Problem set
1/ List every distinct year that the e-mail safety article mentions, in the order each first appears.
2/ Reproduce the part of the e-mail safety article that begins at the words "Does this mean" and stops after the words "attachments by default.".

Passage to read
>>>>

Stay safe while using e-mail

These days, your PC is more likely to catch a virus off a bad Web site than from an e-mail message, but that's no reason to lower your guard.

Dennis O'Reilly Former CNET contributor
Dennis O'Reilly began writing about workplace technology as an editor for Ziff-Davis' Computer Select, back when CDs were new-fangled, and IBM's PC XT was wowing the crowds at Comdex. He spent more than seven years running PC World's award-winning Here's How section, beginning in 2000. O'Reilly has written about everything from web search to PC security to Microsoft Excel customizations. Along with designing, building, and managing several different web sites, Dennis created the Travel Reference Library, a database of travel guidebook reviews that was converted to the web in 1996 and operated through 2000.
Dennis O'Reilly
3 min read
The third of my three updates to the story I wrote back in 2005 covers steps seven through 10, which deal with e-mail safety. (Last week, I refreshed steps one, two, and three, which address Windows security, and steps four, five, and six that cover safe browsing.)

Three years ago, e-mail was the source of most PC virus infections, but that's no longer the case. Now you're more likely to catch a piece of malware from a Web site, whether by downloading a file or simply by opening a booby-trapped page.

Does this mean you may now open e-mail messages and attachments without a second thought? Uh-uh.

The first of the four e-mail security tips in the original story warns against clicking links embedded in messages. That prohibition still applies. It's easy to spoof a link so that it looks like it leads somewhere other than its real destination. As the tip recommended, it's much safer to enter the URL in your browser's address bar manually, or to find your way to the page using the site's own navigation or search function.

Likewise, the advice in the eighth security step to scan attachments for viruses before opening them is as valid today as it was three years ago. Nearly every antivirus program and security suite scans all incoming e-mail and file attachments by default.

Some people will tell you that your e-mail client's preview pane--the topic of security tip number nine--poses no risk because it's much more difficult for malware to attack your PC simply by viewing a message. Even if this were the case, I would still close the preview pane in my e-mail program for privacy's sake.

<<<<

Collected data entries
>>>>

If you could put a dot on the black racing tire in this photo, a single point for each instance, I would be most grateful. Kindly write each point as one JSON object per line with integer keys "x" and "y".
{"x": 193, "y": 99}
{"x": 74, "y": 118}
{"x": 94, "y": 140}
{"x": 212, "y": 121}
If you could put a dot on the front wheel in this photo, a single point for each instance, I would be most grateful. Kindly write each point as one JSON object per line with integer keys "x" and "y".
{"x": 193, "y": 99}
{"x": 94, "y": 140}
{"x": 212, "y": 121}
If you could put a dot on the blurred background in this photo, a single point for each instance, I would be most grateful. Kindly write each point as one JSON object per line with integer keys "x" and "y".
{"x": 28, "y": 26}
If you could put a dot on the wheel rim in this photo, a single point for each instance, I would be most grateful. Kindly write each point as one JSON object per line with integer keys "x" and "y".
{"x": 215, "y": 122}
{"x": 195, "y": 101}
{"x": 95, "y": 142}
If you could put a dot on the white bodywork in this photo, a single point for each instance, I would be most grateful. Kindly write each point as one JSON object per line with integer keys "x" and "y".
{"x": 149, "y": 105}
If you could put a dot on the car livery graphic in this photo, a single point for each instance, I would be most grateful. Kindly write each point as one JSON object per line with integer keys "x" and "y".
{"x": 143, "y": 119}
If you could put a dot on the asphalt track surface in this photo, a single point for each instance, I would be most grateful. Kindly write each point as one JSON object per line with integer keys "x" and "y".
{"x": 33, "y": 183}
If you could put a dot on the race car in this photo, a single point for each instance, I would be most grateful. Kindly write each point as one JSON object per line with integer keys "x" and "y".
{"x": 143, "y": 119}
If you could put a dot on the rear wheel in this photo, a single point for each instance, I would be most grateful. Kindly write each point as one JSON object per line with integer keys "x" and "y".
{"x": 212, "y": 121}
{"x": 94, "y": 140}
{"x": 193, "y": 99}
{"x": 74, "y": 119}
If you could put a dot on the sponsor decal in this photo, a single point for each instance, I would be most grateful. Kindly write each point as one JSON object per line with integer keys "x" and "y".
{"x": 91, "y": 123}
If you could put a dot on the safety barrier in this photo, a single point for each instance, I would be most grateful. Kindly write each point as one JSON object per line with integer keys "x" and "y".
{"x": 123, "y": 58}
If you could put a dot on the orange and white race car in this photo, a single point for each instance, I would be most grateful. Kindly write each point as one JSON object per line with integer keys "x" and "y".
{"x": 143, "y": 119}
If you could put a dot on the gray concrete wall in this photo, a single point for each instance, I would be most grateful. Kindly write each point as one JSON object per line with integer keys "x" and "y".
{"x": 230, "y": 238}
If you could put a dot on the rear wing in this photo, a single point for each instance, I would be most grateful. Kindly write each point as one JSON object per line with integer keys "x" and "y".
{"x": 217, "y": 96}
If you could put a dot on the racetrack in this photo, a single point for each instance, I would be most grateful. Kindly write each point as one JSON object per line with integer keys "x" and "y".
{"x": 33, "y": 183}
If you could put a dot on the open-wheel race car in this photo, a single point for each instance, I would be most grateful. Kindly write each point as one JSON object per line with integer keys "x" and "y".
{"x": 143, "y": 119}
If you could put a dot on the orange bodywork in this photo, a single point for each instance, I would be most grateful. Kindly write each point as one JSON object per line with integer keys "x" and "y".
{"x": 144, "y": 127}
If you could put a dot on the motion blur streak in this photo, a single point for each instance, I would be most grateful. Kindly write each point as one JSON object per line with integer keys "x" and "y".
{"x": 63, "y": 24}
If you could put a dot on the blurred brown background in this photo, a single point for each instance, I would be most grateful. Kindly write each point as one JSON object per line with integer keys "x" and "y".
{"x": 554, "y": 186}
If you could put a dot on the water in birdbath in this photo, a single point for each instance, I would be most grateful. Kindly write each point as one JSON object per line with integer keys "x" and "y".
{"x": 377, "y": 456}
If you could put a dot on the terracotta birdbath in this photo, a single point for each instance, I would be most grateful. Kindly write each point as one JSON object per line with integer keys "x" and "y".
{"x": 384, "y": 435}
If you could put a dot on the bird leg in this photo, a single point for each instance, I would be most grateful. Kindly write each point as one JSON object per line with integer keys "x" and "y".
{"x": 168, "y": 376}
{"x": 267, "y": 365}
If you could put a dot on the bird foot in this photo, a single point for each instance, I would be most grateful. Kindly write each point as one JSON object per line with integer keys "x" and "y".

<<<<

Solutions
1/ 2000, 1996, 2005

2/
Does this mean you may now open e-mail messages and attachments without a second thought? Uh-uh.

The first of the four e-mail security tips in the original story warns against clicking links embedded in messages. That prohibition still applies. It's easy to spoof a link so that it looks like it leads somewhere other than its real destination. As the tip recommended, it's much safer to enter the URL in your browser's address bar manually, or to find your way to the page using the site's own navigation or search function.

Likewise, the advice in the eighth security step to scan attachments for viruses before opening them is as valid today as it was three years ago. Nearly every antivirus program and security suite scans all incoming e-mail and file attachments by default.